REQUEST:
Copy the entries below word for word, leaving out the pictures.

Saved entries:
- - - - - - -
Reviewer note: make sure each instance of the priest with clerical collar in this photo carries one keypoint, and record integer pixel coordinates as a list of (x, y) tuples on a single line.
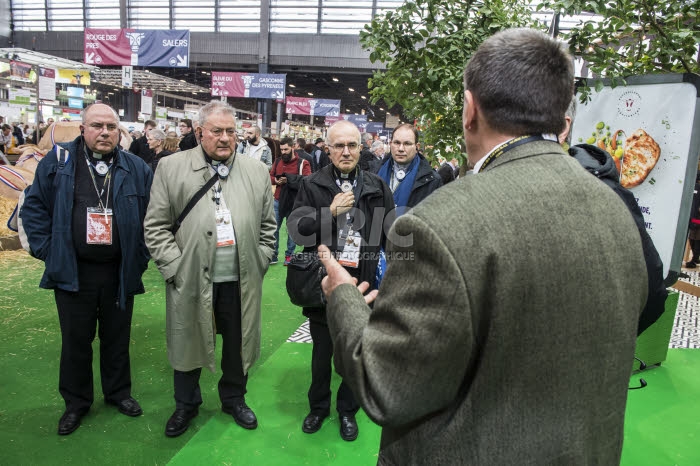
[(408, 174), (349, 210)]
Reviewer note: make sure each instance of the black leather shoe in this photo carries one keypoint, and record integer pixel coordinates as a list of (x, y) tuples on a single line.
[(348, 428), (312, 423), (128, 406), (242, 414), (180, 421), (69, 422)]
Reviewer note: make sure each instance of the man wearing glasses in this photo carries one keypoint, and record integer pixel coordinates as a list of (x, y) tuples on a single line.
[(408, 174), (83, 216), (213, 264), (338, 206)]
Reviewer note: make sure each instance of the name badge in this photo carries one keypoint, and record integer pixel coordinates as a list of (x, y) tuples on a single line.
[(225, 235), (99, 226), (350, 256)]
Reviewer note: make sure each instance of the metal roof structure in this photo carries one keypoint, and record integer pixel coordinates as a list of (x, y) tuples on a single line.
[(41, 59)]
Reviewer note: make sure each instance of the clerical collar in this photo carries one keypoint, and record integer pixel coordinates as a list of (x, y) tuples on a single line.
[(94, 157)]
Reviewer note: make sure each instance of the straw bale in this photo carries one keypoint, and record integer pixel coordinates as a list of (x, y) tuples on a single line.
[(7, 206)]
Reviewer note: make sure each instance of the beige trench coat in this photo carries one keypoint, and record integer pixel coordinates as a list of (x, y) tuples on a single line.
[(186, 260)]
- - - - - - -
COMPLETE OUTPUT:
Reviewer note: make sure each instance of the priest with clerical collar in this photo carries one keypoint, and record integer pixel coordinates as a list of (x, y) tuples on a single line.
[(408, 174), (349, 210)]
Reviewer note: make sure each instance of the black leather shoe in this photo carries one keypoint, and record integer pixel coordinates as a list of (x, y) tuples on a single line.
[(348, 428), (312, 423), (128, 406), (242, 414), (180, 421), (69, 422)]
Reviewer note: make sure each instance of the man wearing glasses in this photo carries one keypoint, and record integer pixel coordinates as a list of (x, y) tuples on a single line.
[(408, 174), (83, 216), (213, 264), (338, 206)]
Reviewer note: make sure each instance of the name badge in this photo carries one keypoint, and record integer pixel coordinates as a list of (x, y) tuples on a single line.
[(225, 235), (99, 226), (350, 256)]
Reviewer note: make sure each instance of the metal roof structure in this photo carries one keypoint, and record integer pixel coordinates as a list of (x, y) tuples on a single line.
[(41, 59)]
Reviewer note: make sure each instance of the clerical collar in this photo carries one keypoint, and record integer pixel coordinates as a list of (x, y) tuples on a single line.
[(94, 157)]
Reviewer note: make sure each instance of the straw bale in this photo carries one keypoint, and record integer pixel coordinates as a list of (x, y) tuples on a single line.
[(7, 206)]
Reviewer note: make sure each instance of the beige trench coat in this photo carries one keypoint, and record integer pixel coordinates as a list of (x, y) tuples on a single line.
[(186, 260)]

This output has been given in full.